▶ [WHAT TO PRODUCE] Rewrite the listing from the line with "Confirm that each instance of the woman's eyebrow" up to and including the line with "pixel 317 145", changing "eyebrow" to "eyelash" and leaving everything else as it stands.

▶ [DATA EXTRACT]
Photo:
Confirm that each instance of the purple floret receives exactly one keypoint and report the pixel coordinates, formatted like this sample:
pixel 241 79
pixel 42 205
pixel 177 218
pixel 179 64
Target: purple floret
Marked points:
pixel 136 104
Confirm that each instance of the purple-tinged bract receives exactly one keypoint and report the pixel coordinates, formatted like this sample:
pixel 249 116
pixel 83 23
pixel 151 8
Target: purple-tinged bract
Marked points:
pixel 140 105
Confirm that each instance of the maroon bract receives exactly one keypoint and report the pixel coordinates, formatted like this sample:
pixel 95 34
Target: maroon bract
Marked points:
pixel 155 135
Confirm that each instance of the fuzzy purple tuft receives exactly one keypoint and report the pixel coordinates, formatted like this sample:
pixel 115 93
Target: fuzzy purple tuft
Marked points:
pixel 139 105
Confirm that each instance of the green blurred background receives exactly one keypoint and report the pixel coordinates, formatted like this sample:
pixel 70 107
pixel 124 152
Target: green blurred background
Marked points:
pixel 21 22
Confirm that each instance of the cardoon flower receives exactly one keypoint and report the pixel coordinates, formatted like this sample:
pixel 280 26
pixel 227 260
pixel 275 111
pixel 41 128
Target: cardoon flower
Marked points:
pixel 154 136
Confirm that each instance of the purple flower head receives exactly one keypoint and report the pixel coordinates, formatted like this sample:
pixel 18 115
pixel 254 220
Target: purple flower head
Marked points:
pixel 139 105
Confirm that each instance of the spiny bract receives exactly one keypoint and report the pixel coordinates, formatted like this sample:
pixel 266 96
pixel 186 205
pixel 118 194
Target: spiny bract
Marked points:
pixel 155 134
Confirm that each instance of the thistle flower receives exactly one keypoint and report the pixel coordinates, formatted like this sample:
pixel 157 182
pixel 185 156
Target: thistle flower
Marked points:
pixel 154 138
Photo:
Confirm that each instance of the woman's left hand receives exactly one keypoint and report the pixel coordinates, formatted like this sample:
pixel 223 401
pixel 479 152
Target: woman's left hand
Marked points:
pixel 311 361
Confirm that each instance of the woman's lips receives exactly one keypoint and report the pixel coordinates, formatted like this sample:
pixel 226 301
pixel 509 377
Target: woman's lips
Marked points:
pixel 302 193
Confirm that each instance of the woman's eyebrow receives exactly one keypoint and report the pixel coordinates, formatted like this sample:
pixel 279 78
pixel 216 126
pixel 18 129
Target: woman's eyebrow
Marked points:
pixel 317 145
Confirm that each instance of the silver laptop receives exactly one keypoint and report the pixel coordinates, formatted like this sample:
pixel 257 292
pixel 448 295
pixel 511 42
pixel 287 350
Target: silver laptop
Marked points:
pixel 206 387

▶ [REPLY TO THE EXERCISE]
Confirm that each instance of the woman's eyelash receives exactly one keypoint and report the pixel coordinates, formatted like this sample:
pixel 279 78
pixel 216 126
pixel 18 129
Target: woman's eyelash
Marked points:
pixel 317 145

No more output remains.